# What to do
Please find each line in the entries below that contains the word "Target", and copy those lines.

# Supplied material
* * *

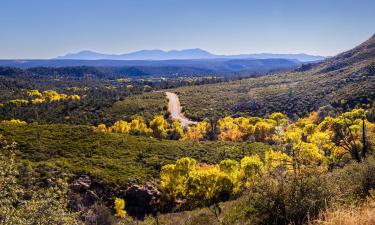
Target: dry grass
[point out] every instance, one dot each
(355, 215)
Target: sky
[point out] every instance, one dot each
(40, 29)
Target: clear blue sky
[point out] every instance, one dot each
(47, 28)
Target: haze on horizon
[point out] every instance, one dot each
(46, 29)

* * *

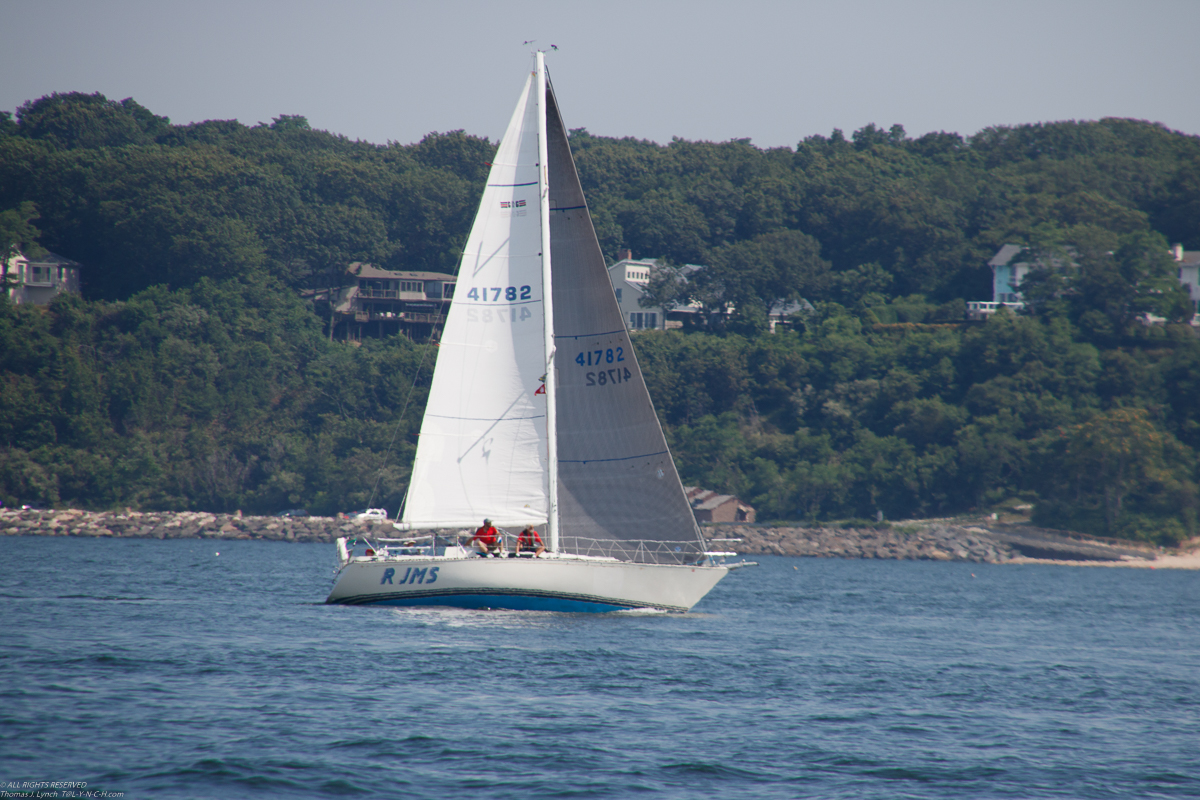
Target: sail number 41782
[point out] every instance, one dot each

* * *

# Written solution
Target: dry grass
Target: sky
Target: clear blue sky
Target: haze on horizon
Target: sail number 41782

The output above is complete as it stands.